[Point-per-instance localization data]
****

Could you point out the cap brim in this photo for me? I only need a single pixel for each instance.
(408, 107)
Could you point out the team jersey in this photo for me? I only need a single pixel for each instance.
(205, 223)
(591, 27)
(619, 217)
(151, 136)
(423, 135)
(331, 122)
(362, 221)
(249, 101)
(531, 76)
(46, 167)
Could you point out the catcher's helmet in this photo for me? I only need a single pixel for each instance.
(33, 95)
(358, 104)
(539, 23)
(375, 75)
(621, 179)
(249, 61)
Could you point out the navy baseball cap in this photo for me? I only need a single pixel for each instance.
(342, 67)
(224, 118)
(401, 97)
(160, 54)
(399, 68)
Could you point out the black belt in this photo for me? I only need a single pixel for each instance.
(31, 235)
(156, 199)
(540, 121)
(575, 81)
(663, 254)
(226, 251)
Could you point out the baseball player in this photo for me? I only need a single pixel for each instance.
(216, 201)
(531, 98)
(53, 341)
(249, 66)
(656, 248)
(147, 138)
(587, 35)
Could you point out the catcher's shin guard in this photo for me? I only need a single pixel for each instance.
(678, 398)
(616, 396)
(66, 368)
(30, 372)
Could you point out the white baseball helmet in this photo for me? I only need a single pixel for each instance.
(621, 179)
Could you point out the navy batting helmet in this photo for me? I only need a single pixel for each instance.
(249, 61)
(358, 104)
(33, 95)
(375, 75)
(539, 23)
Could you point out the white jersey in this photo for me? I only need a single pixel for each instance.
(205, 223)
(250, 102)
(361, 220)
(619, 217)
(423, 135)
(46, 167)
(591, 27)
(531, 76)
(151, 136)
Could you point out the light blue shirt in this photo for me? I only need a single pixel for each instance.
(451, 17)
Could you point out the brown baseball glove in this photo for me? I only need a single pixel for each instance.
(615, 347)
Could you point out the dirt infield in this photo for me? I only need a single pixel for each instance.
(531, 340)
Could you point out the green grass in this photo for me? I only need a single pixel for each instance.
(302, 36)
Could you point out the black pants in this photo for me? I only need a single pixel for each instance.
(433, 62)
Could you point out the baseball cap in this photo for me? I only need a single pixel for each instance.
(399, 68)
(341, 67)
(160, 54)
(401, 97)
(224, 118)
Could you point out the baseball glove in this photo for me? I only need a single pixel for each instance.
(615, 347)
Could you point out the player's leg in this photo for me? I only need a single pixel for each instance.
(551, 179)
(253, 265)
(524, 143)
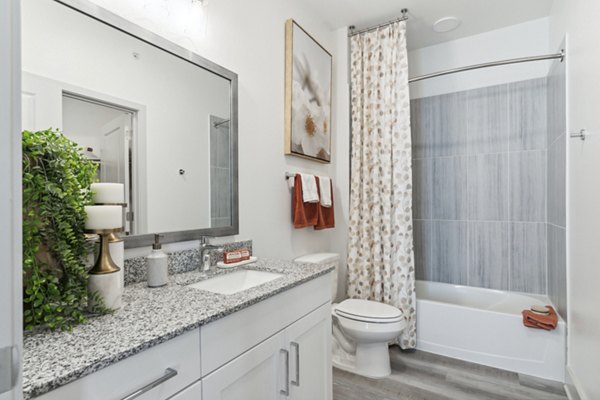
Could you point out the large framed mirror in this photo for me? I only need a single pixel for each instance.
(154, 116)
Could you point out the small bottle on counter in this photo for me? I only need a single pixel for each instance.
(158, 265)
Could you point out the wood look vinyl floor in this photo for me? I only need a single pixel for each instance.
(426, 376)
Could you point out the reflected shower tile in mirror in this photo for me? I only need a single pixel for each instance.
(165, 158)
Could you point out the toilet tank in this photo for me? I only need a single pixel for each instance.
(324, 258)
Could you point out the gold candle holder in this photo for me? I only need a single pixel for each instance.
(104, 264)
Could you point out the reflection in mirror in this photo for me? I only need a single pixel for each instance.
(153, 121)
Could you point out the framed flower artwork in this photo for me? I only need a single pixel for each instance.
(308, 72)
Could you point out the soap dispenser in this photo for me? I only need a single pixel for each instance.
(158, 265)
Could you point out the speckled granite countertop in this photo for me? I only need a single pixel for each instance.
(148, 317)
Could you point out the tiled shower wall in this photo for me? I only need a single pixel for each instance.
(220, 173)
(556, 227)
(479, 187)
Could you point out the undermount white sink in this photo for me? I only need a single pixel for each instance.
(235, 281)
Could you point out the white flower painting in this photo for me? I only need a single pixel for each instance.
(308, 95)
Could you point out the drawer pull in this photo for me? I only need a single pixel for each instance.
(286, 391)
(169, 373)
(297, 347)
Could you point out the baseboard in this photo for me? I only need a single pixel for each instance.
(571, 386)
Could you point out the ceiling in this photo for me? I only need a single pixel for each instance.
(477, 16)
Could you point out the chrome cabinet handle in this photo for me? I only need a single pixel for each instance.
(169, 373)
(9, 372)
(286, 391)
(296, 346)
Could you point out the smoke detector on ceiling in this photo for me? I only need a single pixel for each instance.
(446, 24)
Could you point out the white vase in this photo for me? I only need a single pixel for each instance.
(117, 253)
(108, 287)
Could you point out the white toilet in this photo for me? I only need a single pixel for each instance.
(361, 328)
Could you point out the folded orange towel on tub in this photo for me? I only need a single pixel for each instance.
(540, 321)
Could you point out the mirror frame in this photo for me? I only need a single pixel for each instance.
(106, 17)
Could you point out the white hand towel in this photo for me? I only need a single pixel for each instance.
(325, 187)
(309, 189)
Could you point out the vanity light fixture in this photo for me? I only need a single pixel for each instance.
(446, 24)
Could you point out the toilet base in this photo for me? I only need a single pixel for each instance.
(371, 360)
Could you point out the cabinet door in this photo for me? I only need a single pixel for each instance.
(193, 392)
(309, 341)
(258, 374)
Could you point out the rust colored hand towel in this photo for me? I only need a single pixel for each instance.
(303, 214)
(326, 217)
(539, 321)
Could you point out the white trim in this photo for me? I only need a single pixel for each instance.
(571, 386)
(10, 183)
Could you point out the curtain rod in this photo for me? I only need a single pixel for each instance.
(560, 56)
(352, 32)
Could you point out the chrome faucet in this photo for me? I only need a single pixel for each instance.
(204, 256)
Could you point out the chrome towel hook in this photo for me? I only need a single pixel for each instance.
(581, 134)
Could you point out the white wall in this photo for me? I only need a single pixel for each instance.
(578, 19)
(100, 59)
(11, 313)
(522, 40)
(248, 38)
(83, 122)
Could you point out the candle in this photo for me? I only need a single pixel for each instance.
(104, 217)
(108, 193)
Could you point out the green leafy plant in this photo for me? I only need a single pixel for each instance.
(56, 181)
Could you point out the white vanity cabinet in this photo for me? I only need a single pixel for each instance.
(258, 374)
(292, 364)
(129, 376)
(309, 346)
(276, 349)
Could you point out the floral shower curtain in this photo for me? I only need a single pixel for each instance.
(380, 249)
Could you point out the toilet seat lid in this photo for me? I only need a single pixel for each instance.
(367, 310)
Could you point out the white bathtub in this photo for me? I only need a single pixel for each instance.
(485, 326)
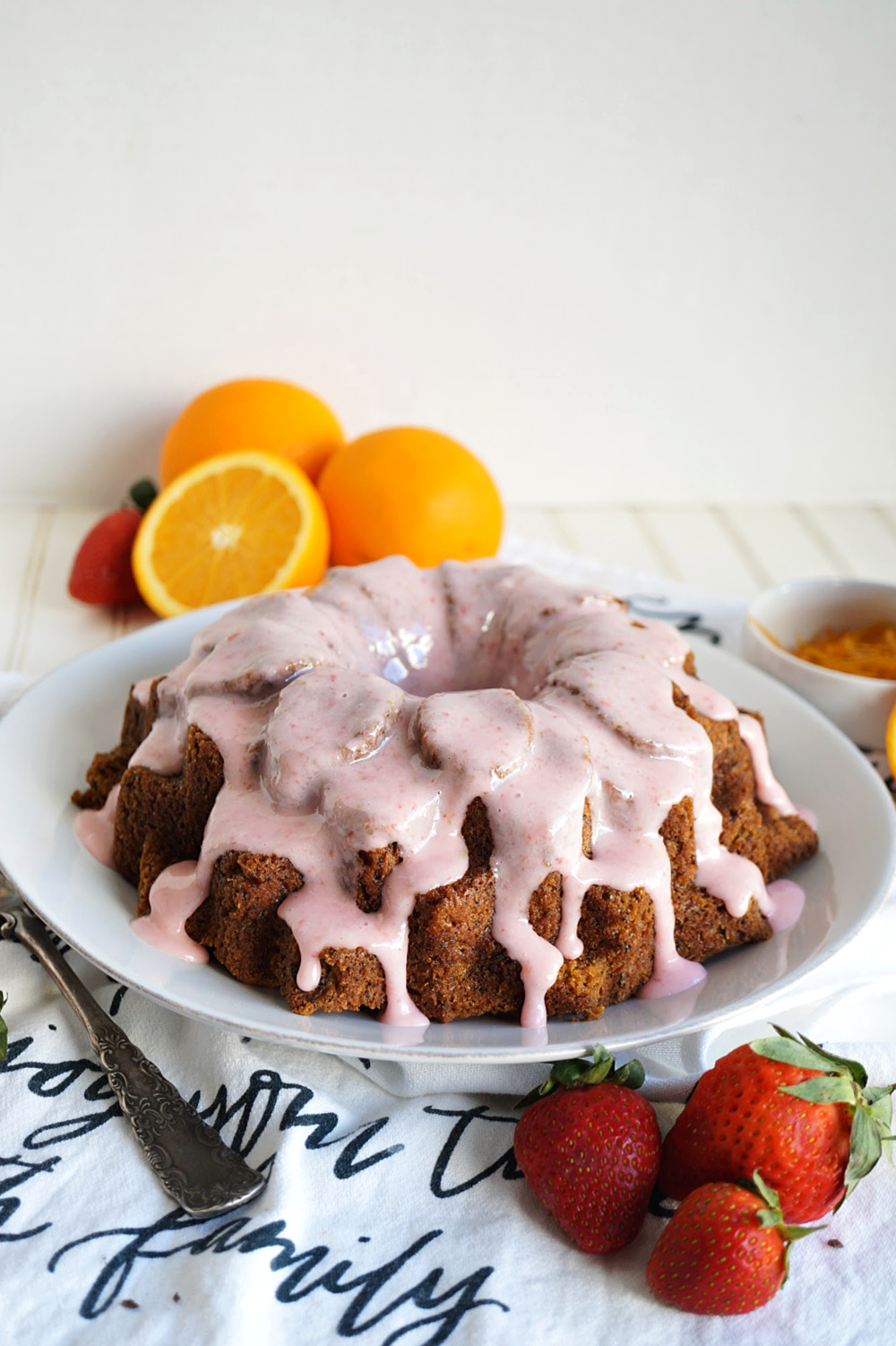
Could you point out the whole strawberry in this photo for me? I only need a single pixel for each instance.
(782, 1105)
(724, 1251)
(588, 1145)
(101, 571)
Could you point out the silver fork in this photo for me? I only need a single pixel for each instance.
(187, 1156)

****

◆ Directions ◆
Apart from the pictures, all of the data must be duplicated exactly as shown above.

◆ Result below ◆
Could you point out the cap brim in this photo for me? I only need a single pixel for each instance.
(408, 107)
Could you point out the team jersey in this photo for me? I only need a single pixel for each instance.
(205, 223)
(591, 27)
(619, 217)
(151, 136)
(423, 135)
(331, 122)
(362, 221)
(249, 101)
(531, 76)
(46, 167)
Could you point out the catcher's helmet in this photo for me? I only need a single pixel for each instance.
(33, 95)
(358, 104)
(539, 23)
(375, 75)
(621, 179)
(249, 61)
Could you point out the navy baseball cap in this photo for me? I only need a single pixel for each instance.
(342, 67)
(224, 118)
(401, 97)
(160, 54)
(399, 68)
Could you point out the black belt in this photo for me? I only need a single pixel for each instance.
(31, 235)
(156, 199)
(540, 121)
(575, 81)
(663, 254)
(226, 251)
Could you point out the baseball player in this photo for me? I only need a single pixel for each instance.
(216, 201)
(531, 98)
(53, 341)
(249, 66)
(656, 248)
(147, 138)
(587, 35)
Could you point out the catcher's shin guard in this photo for me? I only need a single pixel for each instance.
(678, 398)
(616, 396)
(66, 368)
(30, 372)
Could you point out the white baseball helmet in this photo for me? I only need a single pixel for each instance.
(621, 179)
Could you point out the navy batting helmet in this photo for me? I only need a single pixel for each instance.
(249, 61)
(358, 104)
(33, 95)
(375, 75)
(539, 23)
Could you point out the white jersey in this photo for me? I only need a single pixel for each instance.
(205, 223)
(250, 102)
(361, 220)
(619, 217)
(423, 135)
(46, 167)
(591, 27)
(531, 76)
(151, 136)
Could you point out the light blue shirt in this photo for me? I only need a single pixel for each instance.
(451, 17)
Could you point out the brown baseball glove in this photo for me? I only need a single pixel for each instance.
(615, 347)
Could you point out the dirt infield in this photo for me? I only need a single pixel for each instance.
(531, 340)
Could you point out the green grass in this photo for me? I only need a single pixel for each instance.
(302, 36)
Could you point out the black pants in this photo for me? I only need a single pixel for each instance.
(433, 62)
Could you point out the baseball cap in this photo for me? I only need a single pixel for each instance.
(399, 68)
(341, 67)
(160, 54)
(401, 97)
(224, 118)
Could you point out the baseball glove in this photo for me? I only need a single pixel for each instance.
(615, 347)
Could you point out the player's leg in this photo for me? I only need a single pixel for each instance.
(551, 179)
(253, 265)
(524, 143)
Could you point out the large framed mirror in this photo for me? I only need a single pixel for each instance.
(154, 116)
Could you point out the small bottle on counter in this photo for me? I only need a single pixel for each instance.
(158, 265)
Could you point out the wood look vinyl floor in this photo for me? I only need a single pixel for each instance.
(426, 376)
Could you point out the reflected shower tile in mirror in this photo for me? I only need a single pixel for each instance.
(165, 158)
Could you point out the toilet tank in this photo for me? I only need a single pixel for each instance.
(324, 258)
Could you point out the gold candle holder in this photo for me? I only need a single pixel for each instance.
(104, 264)
Could you point out the reflection in mirror in this photo for me? I only need a single pixel for each instance.
(153, 121)
Could you point out the framed flower artwork in this photo for me? I only need a single pixel for each instance.
(308, 72)
Could you point out the soap dispenser in this photo for me? I only need a single pixel for each instance.
(158, 265)
Could you point out the speckled granite countertop in this photo for me? I only need a single pixel for each instance.
(148, 317)
Could you point out the tiled shower wall in this photo for me? I only need a single pixel for each instance.
(220, 173)
(556, 227)
(479, 187)
Could you point out the undermount white sink in this photo for me? I only need a single pixel for each instance.
(235, 281)
Could you point out the white flower painting in this photo for me? I only need a single pixel for each instance.
(308, 95)
Could you point out the drawer pull in this photo for me? I only need a single pixel for each instance.
(286, 391)
(169, 373)
(297, 347)
Could you point out the baseboard in this photo for me? I only need a single pixel for each instance.
(571, 386)
Could you point out the ceiling in this photo for me? I only need a single pixel for each instance.
(477, 16)
Could you point out the chrome cabinet handle in this photo for me? I only need a single pixel for each instance.
(169, 373)
(9, 372)
(286, 391)
(296, 346)
Could you point out the smoke detector on ceiling in this photo for me? I only need a single pixel for each instance.
(446, 24)
Could you point out the white vase in this photo for me? I only need a single pixel for each instance.
(117, 253)
(108, 287)
Could you point out the white toilet in this photo for me? I only need a single pixel for each instance.
(361, 328)
Could you point out the folded orange towel on tub in this photo for me? I only need a single pixel for each instance.
(540, 321)
Could you point out the mirror frame in this photo for me? I only need a single pixel for each instance.
(106, 17)
Could you point out the white hand towel in this photo for me? I only need a single pixel for each instance.
(325, 187)
(309, 189)
Could you point out the vanity light fixture in this photo for me? I only need a single pixel for each instance.
(446, 24)
Could you point out the toilet base in this photo for me? I only need a single pixel for each instance.
(371, 360)
Could you point out the cabinet door in this photo for me? I only need a single pixel for each instance.
(193, 392)
(309, 341)
(258, 374)
Could you point out the rust colored hand towel in this photo for me? I only need a single pixel for each instance.
(303, 214)
(326, 217)
(539, 321)
Could you point out the white trim in this photo for me? I only need a single pixel for each instance.
(571, 386)
(10, 183)
Could you point out the curtain rod in this photo for me? I only need a single pixel for each instance.
(560, 56)
(352, 32)
Could you point out the chrome faucet in this photo for me? I only need a single pixel for each instance.
(204, 256)
Could you point out the chrome towel hook in this photo for me? I only need a single pixel for each instance.
(581, 134)
Could you point out the white wall in this photo for me? I only need a single pixel for each instance.
(578, 19)
(100, 59)
(11, 313)
(522, 40)
(248, 38)
(83, 122)
Could you point out the candle in this photo for me? I only need a single pixel for each instance.
(104, 217)
(108, 193)
Could you point out the green leafy plant in this photo for me? I only need a single pixel for each instance.
(56, 181)
Could you point out the white vanity cabinet in this photo for me? I only need a single pixel for each instance.
(258, 374)
(292, 364)
(129, 376)
(309, 346)
(276, 349)
Could you point out the floral shower curtain in this photo for me? I only need a single pixel for each instance.
(380, 249)
Could you point out the toilet seat lid in this photo for me? I only need a single pixel for each instance.
(367, 310)
Could you point out the white bathtub in this photo for me? I only need a single pixel for each instance.
(485, 326)
Could you point out the whole strawberry in this photo for me? I only need a single pixel for each instance.
(782, 1105)
(724, 1251)
(588, 1145)
(101, 571)
Could you point out the silver fork in this photo for me? I only need a single pixel for each instance.
(187, 1156)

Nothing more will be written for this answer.